__What to produce__
Report every line below that holds the word "rough".

[Collected data entries]
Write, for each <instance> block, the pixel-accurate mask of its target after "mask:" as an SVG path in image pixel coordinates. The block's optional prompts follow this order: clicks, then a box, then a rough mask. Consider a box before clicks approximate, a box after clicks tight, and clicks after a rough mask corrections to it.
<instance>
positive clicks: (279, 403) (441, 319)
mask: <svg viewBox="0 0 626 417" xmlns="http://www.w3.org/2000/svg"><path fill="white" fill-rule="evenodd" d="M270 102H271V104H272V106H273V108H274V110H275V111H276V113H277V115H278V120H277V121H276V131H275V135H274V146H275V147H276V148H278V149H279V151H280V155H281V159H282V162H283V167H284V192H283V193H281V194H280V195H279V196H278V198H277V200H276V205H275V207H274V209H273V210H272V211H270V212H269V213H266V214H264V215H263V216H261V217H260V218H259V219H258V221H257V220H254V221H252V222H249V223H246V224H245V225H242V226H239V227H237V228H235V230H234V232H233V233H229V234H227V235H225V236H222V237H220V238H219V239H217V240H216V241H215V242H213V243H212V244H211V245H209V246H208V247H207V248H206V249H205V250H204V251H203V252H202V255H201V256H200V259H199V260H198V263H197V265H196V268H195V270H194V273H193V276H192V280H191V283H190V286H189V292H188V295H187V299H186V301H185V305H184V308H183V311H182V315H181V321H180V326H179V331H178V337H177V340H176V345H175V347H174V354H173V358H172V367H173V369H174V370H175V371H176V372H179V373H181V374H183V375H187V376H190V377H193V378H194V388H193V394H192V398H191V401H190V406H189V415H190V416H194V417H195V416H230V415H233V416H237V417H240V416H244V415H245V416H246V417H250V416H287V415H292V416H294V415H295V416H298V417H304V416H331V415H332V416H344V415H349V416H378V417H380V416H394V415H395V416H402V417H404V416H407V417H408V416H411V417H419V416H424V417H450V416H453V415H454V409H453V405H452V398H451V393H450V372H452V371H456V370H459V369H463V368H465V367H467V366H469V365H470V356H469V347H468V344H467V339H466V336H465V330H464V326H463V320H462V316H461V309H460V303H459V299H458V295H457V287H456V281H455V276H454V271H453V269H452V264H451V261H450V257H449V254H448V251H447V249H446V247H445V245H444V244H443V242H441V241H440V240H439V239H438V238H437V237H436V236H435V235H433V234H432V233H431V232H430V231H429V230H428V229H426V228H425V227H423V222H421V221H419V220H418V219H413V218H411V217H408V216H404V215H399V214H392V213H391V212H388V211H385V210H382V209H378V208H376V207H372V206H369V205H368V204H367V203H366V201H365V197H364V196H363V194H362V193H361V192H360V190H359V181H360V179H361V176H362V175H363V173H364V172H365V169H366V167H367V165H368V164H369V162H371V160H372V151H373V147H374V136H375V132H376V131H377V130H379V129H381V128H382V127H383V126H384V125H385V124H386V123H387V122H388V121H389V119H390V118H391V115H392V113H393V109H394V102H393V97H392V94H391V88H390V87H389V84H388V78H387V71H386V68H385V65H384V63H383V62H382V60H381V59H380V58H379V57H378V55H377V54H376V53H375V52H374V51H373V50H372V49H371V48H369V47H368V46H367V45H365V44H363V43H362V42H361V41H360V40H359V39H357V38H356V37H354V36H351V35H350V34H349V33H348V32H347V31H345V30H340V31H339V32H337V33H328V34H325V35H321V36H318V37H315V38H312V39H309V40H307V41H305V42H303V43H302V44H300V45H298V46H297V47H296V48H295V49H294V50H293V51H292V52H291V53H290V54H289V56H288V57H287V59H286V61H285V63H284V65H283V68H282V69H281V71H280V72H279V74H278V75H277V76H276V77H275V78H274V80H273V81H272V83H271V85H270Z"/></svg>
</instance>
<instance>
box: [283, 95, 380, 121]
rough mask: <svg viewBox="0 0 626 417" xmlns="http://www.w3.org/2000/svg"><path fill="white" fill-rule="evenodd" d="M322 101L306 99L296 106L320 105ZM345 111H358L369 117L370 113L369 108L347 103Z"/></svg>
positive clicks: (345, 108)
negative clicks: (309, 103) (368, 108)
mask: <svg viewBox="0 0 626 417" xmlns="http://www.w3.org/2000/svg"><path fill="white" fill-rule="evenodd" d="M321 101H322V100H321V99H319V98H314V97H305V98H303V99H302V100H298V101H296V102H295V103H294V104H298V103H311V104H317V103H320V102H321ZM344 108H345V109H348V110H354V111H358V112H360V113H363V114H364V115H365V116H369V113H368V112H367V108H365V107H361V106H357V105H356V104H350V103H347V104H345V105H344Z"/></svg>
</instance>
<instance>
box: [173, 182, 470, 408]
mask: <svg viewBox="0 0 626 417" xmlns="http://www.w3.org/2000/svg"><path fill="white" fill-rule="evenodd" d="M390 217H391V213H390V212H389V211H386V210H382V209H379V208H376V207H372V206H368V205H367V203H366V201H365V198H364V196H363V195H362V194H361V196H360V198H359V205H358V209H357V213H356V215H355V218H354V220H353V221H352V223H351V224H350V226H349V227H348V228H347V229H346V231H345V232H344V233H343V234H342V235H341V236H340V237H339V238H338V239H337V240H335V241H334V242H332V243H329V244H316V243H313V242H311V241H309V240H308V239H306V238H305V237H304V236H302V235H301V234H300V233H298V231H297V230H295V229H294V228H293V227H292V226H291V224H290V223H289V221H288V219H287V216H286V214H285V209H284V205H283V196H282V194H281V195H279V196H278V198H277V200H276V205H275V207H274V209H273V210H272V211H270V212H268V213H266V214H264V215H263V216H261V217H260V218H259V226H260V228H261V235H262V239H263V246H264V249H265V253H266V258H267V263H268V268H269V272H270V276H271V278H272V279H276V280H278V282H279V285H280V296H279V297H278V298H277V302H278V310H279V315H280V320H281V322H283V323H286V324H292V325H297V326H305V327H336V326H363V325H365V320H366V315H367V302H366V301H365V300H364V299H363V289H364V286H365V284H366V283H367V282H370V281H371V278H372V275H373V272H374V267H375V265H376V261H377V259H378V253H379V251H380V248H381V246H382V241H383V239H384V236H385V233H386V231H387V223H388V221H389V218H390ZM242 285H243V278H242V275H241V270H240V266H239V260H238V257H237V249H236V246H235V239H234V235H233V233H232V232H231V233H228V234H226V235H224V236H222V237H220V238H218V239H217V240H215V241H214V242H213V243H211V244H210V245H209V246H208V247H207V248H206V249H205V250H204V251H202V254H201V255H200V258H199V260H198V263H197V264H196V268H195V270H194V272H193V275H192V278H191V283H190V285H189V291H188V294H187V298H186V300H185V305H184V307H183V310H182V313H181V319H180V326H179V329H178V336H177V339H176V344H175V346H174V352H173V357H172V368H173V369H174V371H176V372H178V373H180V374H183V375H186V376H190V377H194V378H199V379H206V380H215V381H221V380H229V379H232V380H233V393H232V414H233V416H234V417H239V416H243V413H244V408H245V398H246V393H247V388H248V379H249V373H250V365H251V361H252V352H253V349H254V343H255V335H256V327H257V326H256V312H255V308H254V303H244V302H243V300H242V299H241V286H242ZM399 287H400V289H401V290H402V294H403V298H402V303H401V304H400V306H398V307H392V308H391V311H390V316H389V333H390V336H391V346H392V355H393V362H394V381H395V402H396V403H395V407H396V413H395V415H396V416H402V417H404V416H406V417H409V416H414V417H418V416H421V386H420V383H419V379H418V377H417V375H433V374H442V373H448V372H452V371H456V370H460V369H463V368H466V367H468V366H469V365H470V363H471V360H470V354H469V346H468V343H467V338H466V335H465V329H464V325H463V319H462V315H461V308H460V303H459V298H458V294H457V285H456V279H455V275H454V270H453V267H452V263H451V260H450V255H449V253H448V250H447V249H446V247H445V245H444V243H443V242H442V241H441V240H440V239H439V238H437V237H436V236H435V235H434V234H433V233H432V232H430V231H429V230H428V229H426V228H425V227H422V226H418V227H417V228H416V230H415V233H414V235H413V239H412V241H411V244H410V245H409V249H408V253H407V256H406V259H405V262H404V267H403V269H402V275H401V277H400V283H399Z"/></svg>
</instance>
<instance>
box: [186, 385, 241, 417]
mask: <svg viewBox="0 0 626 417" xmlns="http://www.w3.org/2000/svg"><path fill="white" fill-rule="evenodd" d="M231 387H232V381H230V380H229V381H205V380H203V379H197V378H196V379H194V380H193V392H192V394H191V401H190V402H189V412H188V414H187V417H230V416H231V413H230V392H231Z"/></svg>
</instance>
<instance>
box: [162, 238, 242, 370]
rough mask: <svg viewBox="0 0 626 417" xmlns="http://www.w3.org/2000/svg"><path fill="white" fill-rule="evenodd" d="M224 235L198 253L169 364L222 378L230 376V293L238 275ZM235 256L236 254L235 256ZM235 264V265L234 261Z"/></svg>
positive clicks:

__Task result__
Write, for each <instance> block, the pixel-accurate mask of its target after "mask:" as an SVG path in image pixel coordinates. The block's optional prompts follow this order: clicks, then a box, then a rough mask. Consider a box before clicks approximate, a box after clicks tight, and clicks after a rough mask corrections to it.
rough mask: <svg viewBox="0 0 626 417" xmlns="http://www.w3.org/2000/svg"><path fill="white" fill-rule="evenodd" d="M322 101L306 99L296 106L320 105ZM345 111H358L369 117L370 113L369 108L347 103Z"/></svg>
rough mask: <svg viewBox="0 0 626 417" xmlns="http://www.w3.org/2000/svg"><path fill="white" fill-rule="evenodd" d="M224 235L198 253L169 364L222 378L230 376V293L238 275ZM235 256L236 254L235 256ZM235 264V265L234 261Z"/></svg>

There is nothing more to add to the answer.